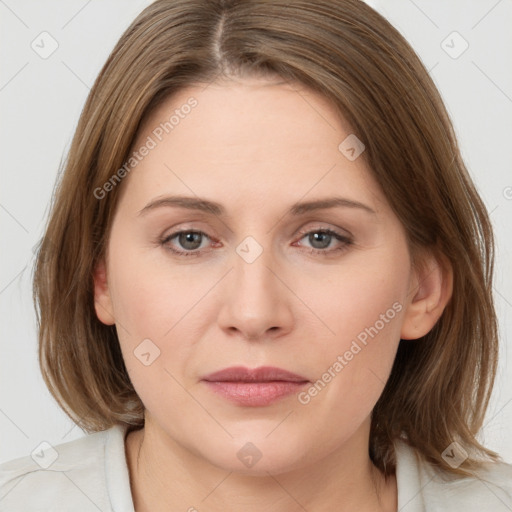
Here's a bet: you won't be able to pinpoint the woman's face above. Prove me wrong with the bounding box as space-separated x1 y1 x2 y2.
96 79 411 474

--

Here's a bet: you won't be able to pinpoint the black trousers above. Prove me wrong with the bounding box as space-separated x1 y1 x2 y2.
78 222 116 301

--

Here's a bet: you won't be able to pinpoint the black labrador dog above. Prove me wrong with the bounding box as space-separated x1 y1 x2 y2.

# Given exercise
Copy the listing word for word, from the line with "the black trousers" up to and including the line with "78 222 116 301", and nothing else.

# Written reply
Here's a bet: you won't be able to pinpoint the black trousers above. Prove me wrong with the bounding box as space-separated x1 y1 x2 y2.
78 222 116 301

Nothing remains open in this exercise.